> _GESTELLTE AUFGABE 1_: Wo befinden sich laut dem Dokumentabschnitt die Buchhaltungsbelege, über die der Bf. nicht verfügt?
━━━ DOKUMENTABSCHNITT ━━━
In der Beschwerde werde im Wesentlichen vorgebracht, ab Erkennen der Krise sämtliche Gläubiger gleich behandelt zu haben. Ein Gleichbehandlungsnachweis werde vom Bf. erstellt, jedoch verfüge der Bf. nicht über alle Buchhaltungsbelege, da sich diese zum Teil bei der Insolvenzverwalterin befinden würden. Zudem habe die Behörde den Haftungsbescheid vor Abschluss des Insolvenzverfahrens über das Vermögen der Hauptschuldnerin erlassen. Der haftungsbegründende Sachverhalt stehe somit noch gar nicht fest. Es sei mit einer hohen Quote zu Gunsten der Gläubiger zu rechnen, da die Hauptschuldnerin über eine Liegenschaft verfüge, die im Insolvenzverfahren verwertet werde. Der erlassene Bescheid sei rechtswidrig, da der mögliche Ausfall der Behörde noch nicht einmal feststehe.

Dazu werde Folgendes festgestellt:

Mit Schreiben vom sei der Bf. eingeladen worden, eine Liquiditätsaufstellung zum Nachweis der Gläubigergleichbehandlung vorzulegen. Antragsgemäß sei dem Bf. eine monatliche Aufstellung der Steuerbeträge bekannt gegeben worden. Trotz Fristerstreckung bis sei vom Bf. weder eine Stellungnahme noch ein Nachweis für die behauptete Gläubigergleichbehandlung übermittelt worden. Das Vorbringen der Gläubigergleichbehandlung sei daher als Schutzbehauptung anzusehen.
━━━
> _GESTELLTE AUFGABE 2_: Filtere aus den folgenden Datensätzen jede Zeile heraus, die die Zeichenfolge "canal" enthält.
━━━ EXTRAHIERTE DATEN ━━━
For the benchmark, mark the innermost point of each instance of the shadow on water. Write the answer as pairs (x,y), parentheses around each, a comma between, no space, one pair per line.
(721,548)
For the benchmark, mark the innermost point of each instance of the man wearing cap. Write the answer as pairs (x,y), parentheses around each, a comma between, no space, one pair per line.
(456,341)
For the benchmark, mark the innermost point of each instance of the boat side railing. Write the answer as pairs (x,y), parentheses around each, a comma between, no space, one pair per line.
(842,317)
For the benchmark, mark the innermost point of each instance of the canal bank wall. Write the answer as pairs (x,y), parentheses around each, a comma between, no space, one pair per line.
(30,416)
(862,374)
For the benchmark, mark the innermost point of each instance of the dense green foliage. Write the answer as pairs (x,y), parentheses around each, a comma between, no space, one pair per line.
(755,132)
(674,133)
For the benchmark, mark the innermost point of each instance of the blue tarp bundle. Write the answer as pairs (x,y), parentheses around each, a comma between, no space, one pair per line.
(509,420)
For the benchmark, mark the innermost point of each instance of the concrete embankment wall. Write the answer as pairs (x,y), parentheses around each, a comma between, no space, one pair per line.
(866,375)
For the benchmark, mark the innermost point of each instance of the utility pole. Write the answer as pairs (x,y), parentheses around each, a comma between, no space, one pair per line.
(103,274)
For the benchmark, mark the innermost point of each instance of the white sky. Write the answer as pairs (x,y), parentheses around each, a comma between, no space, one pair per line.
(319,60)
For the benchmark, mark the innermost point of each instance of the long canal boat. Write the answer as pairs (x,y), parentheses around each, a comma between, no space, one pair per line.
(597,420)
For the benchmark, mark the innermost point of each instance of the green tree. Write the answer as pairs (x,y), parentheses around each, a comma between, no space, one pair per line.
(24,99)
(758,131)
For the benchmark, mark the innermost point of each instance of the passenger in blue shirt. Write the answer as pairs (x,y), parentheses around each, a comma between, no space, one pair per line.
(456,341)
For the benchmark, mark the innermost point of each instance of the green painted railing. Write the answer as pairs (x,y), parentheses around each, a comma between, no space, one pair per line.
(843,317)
━━━
> _FERTIGE ANTWORT 1_: Sie befinden sich zum Teil bei der Insolvenzverwalterin.

> _FERTIGE ANTWORT 2_:
For the benchmark, mark the innermost point of each instance of the canal bank wall. Write the answer as pairs (x,y), parentheses around each, a comma between, no space, one pair per line.
For the benchmark, mark the innermost point of each instance of the long canal boat. Write the answer as pairs (x,y), parentheses around each, a comma between, no space, one pair per line.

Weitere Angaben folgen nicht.